- _GOAL_
Rescale everything in the listing below, from the line containing "the building facade" down to the end of the listing, and write all of those lines out again, guideline lines included. Multiply each answer coordinate by 2.25 and round to whole numbers, rounding halves up.

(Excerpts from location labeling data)
☆ ☆ ☆ ☆ ☆ ☆ ☆

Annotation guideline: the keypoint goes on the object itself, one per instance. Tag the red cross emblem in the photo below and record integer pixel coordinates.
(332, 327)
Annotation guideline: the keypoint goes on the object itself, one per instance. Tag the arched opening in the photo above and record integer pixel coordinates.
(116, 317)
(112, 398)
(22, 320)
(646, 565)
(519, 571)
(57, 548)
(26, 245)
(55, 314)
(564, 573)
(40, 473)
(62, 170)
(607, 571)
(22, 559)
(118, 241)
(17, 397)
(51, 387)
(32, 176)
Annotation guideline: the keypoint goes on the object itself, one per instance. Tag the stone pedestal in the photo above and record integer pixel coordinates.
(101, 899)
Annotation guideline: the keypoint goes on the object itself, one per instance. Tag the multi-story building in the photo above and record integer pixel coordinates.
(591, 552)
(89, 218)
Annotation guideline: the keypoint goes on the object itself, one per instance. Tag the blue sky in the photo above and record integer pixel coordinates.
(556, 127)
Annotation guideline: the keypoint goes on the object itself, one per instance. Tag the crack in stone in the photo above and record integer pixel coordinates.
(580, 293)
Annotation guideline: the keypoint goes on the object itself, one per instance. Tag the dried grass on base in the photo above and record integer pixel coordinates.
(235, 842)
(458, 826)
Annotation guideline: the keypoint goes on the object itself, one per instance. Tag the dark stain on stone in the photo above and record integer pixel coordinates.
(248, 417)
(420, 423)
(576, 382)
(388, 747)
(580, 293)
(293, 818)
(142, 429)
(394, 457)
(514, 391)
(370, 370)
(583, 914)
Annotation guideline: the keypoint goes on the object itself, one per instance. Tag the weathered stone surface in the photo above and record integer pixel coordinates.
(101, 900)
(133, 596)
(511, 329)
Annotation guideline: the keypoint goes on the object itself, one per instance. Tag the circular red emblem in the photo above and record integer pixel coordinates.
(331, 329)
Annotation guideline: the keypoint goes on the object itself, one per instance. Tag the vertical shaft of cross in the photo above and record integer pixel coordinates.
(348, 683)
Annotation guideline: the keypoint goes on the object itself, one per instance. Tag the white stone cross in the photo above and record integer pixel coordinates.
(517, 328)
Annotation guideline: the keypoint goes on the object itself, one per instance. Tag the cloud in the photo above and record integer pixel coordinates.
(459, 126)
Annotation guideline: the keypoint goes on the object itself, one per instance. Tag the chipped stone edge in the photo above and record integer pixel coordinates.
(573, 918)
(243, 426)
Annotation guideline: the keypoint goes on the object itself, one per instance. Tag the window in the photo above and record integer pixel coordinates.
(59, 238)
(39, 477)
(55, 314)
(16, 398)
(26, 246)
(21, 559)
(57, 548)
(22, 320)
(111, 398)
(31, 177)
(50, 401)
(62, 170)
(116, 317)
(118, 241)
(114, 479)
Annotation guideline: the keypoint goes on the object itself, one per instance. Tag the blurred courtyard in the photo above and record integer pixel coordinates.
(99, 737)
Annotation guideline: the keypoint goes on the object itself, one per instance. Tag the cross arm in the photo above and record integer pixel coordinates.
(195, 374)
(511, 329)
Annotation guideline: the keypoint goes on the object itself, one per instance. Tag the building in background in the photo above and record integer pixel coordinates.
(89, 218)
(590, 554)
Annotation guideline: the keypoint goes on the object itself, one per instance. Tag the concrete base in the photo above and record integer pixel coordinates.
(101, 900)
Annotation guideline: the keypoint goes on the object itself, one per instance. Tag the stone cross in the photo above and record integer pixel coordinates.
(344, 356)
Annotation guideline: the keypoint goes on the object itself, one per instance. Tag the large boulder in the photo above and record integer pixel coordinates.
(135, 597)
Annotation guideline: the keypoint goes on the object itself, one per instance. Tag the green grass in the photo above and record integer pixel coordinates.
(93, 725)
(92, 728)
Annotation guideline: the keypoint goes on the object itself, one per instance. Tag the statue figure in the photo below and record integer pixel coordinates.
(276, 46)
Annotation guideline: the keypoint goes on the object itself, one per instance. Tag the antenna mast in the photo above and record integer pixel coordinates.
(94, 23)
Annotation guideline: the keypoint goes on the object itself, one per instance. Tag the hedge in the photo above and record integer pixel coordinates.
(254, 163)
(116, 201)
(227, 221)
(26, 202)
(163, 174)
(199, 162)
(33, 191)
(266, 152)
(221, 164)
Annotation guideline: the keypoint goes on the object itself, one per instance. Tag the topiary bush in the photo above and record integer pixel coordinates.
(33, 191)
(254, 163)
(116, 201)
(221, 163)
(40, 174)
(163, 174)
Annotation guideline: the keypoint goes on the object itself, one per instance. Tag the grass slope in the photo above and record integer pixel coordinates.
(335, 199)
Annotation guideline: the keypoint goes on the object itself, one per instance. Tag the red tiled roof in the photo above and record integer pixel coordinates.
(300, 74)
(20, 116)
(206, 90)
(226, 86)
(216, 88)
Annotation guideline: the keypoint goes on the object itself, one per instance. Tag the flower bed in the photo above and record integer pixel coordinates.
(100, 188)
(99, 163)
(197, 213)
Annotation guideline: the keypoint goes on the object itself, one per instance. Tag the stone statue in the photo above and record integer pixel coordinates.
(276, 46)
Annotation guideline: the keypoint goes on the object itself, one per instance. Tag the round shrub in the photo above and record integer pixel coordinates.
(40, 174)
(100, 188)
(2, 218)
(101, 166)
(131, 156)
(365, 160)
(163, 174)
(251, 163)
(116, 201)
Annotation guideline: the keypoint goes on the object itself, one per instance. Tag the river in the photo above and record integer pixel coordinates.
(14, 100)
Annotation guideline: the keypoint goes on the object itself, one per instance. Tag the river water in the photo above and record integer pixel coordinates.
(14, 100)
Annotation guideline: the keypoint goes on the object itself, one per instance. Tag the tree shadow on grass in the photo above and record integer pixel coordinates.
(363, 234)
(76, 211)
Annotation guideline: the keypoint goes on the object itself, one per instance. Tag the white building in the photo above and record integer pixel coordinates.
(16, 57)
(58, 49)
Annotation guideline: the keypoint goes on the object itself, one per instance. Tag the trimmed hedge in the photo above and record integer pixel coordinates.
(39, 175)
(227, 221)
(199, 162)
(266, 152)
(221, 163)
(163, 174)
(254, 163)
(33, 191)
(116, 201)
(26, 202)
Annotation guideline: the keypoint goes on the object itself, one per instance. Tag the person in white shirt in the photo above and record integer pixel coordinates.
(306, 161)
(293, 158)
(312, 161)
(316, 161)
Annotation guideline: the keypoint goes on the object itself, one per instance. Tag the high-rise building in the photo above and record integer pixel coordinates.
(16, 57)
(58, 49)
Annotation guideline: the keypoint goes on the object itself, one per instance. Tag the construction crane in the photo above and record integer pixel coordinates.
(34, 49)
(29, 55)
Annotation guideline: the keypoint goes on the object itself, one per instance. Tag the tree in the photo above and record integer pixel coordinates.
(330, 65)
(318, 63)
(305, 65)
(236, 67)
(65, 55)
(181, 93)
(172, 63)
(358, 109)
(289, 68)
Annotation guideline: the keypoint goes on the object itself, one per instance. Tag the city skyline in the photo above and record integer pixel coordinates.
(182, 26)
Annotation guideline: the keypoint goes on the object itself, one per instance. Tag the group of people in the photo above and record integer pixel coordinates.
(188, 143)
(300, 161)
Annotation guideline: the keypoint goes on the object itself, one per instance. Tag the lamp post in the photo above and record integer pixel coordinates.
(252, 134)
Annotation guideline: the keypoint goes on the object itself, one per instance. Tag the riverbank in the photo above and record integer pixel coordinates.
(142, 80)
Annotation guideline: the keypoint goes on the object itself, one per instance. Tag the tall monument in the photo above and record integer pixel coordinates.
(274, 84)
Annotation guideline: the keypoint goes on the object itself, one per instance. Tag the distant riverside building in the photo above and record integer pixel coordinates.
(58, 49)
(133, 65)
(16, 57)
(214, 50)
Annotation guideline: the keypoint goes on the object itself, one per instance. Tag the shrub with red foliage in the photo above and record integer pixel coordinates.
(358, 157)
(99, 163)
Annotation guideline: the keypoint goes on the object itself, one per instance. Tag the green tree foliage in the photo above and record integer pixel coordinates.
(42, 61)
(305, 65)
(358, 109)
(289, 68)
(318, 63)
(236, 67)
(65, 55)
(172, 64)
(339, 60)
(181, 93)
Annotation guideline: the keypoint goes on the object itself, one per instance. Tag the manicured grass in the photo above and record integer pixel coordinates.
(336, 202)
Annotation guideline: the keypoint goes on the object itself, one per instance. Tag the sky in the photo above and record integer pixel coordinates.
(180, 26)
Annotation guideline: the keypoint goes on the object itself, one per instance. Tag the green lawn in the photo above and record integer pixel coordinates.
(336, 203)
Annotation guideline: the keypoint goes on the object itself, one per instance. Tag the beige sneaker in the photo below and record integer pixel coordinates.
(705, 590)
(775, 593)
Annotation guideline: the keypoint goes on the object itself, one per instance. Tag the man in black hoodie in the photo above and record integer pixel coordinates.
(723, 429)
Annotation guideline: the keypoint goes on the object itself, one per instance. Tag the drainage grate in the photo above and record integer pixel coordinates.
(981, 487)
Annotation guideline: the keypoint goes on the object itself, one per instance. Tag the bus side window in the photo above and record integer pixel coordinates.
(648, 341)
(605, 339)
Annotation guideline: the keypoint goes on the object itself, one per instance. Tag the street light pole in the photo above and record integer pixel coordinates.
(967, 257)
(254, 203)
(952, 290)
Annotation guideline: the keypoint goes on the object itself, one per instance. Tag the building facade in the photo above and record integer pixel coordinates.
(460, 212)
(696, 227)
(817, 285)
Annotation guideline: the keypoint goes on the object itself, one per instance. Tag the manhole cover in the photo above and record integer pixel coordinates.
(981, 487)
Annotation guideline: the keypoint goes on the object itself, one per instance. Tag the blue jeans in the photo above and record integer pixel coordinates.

☆ ☆ ☆ ☆ ☆ ☆ ☆

- _SOLUTION FOR THIS TASK_
Annotation guideline: the keypoint goes on the object itself, one per instance. Tag the building facade in the photo above and record integer pixel coordinates.
(1035, 477)
(1566, 511)
(1838, 641)
Annotation guideline: the keypoint goes on the object itself, one per instance. Tag the manhole cover in the photo above and record integer pixel coordinates.
(2207, 1096)
Annotation guideline: the keypoint goes on the object itself, one per instance. Tag the blue jeans in the photo above and record integer pixel coordinates.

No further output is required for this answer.